===== STORED ROWS =====
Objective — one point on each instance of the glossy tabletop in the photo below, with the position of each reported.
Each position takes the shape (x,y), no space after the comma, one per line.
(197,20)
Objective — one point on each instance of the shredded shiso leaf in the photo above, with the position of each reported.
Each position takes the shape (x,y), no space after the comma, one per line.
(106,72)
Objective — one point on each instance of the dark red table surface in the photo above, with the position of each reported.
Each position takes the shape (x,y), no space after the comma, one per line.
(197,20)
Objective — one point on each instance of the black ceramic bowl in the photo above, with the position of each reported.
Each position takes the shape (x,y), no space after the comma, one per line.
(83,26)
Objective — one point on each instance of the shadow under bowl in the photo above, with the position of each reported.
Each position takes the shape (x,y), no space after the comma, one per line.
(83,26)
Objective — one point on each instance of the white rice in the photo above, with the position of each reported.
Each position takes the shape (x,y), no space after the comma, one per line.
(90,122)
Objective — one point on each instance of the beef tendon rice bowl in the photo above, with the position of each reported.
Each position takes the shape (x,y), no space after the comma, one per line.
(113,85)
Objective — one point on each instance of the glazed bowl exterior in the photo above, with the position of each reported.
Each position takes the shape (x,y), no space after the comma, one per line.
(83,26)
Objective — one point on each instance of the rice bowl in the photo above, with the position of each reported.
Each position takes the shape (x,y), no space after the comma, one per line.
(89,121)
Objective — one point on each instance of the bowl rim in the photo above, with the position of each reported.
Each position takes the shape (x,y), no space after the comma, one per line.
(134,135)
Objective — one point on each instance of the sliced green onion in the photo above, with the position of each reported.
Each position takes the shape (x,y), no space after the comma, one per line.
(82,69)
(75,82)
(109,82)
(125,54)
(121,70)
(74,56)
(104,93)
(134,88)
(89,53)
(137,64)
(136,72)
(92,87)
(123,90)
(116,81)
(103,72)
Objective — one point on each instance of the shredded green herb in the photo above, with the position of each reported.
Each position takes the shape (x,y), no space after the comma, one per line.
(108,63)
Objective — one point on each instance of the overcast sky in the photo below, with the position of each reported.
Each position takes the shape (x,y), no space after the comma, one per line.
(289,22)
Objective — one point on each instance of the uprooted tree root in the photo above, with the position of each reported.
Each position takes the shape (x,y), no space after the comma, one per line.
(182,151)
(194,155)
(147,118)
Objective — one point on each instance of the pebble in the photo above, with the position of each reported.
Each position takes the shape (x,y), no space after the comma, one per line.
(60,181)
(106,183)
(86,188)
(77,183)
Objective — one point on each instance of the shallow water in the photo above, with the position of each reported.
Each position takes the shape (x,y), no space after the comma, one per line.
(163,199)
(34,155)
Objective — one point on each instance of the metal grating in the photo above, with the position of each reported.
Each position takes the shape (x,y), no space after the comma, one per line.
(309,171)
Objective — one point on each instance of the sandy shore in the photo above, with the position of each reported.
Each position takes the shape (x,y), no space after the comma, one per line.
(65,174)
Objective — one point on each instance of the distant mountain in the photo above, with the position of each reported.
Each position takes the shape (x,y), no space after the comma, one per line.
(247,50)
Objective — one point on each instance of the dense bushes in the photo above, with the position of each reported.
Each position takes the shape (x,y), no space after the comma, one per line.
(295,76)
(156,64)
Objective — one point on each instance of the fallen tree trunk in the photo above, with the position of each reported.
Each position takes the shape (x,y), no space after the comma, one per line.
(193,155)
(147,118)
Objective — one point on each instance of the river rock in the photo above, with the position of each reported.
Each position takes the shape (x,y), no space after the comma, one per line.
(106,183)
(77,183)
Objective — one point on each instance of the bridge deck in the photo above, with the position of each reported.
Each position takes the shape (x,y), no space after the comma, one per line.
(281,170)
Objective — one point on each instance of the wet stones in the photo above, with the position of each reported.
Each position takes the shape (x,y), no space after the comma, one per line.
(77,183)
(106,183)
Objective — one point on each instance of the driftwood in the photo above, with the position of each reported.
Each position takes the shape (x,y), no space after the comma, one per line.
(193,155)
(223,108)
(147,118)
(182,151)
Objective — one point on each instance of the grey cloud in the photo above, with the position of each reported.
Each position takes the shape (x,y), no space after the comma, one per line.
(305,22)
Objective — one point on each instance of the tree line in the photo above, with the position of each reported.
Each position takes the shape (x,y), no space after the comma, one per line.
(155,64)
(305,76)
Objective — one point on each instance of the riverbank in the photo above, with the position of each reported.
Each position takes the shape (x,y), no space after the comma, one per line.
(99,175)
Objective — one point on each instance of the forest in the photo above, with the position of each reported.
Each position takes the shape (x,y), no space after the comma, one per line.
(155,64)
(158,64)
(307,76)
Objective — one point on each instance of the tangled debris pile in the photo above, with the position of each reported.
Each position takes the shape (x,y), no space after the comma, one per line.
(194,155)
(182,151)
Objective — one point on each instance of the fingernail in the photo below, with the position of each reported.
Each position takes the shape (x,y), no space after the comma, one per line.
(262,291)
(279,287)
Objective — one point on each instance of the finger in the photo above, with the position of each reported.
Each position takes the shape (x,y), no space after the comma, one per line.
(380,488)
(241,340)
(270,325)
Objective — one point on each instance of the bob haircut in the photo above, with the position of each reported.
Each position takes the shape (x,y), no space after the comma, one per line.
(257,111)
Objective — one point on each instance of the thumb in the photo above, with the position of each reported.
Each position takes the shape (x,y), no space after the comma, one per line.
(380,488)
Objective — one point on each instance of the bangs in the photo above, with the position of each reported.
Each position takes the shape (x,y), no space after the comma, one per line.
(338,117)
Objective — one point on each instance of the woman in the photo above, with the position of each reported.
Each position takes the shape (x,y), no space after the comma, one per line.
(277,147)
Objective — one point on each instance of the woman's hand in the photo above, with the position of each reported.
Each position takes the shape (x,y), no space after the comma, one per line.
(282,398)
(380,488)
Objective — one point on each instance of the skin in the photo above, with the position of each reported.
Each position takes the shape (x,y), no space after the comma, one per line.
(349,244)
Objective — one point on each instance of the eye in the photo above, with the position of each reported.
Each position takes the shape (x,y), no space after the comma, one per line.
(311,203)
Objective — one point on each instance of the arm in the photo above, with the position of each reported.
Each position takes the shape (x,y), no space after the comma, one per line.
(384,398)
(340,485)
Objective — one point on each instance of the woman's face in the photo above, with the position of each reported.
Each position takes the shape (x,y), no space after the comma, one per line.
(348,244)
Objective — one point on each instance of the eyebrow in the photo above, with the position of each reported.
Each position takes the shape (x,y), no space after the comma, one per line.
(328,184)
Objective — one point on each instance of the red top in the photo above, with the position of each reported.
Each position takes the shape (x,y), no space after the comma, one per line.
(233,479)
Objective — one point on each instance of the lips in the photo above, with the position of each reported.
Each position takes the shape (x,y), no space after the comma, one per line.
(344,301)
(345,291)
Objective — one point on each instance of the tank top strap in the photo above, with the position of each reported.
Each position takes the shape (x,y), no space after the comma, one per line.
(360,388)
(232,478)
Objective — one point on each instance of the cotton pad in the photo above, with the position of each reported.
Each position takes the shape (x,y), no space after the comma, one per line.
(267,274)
=====
===== STORED ROWS =====
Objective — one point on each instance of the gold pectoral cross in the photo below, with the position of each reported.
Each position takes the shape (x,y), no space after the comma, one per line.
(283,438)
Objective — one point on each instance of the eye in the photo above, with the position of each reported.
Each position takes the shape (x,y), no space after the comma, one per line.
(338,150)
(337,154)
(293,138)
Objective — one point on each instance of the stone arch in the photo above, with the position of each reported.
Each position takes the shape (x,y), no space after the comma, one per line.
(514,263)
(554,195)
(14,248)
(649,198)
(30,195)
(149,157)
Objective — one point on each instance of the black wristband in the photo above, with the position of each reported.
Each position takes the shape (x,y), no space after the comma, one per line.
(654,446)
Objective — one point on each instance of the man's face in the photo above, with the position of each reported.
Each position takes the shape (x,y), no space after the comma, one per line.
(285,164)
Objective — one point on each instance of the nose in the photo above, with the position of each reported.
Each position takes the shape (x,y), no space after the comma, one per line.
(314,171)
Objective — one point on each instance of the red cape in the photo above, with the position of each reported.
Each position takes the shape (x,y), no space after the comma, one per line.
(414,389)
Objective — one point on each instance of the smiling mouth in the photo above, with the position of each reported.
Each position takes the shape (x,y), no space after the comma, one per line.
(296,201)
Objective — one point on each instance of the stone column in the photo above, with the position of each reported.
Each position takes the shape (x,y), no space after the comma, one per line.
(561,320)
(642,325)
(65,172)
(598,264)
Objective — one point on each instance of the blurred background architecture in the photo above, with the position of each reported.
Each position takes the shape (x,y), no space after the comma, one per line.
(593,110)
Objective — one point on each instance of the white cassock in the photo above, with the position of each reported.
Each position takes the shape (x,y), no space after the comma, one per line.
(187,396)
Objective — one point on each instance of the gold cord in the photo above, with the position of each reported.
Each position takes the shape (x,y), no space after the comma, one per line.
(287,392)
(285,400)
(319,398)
=====
§ WHAT TO DO:
Pick out and copy every line in the entries above that contains the word "black".

§ CORRECT ANSWER:
Objective — one point on each instance of the black ceramic bowl in the photo above, with the position of each reported.
Objective — one point on each instance of the black wristband in the photo above, with the position of each reported.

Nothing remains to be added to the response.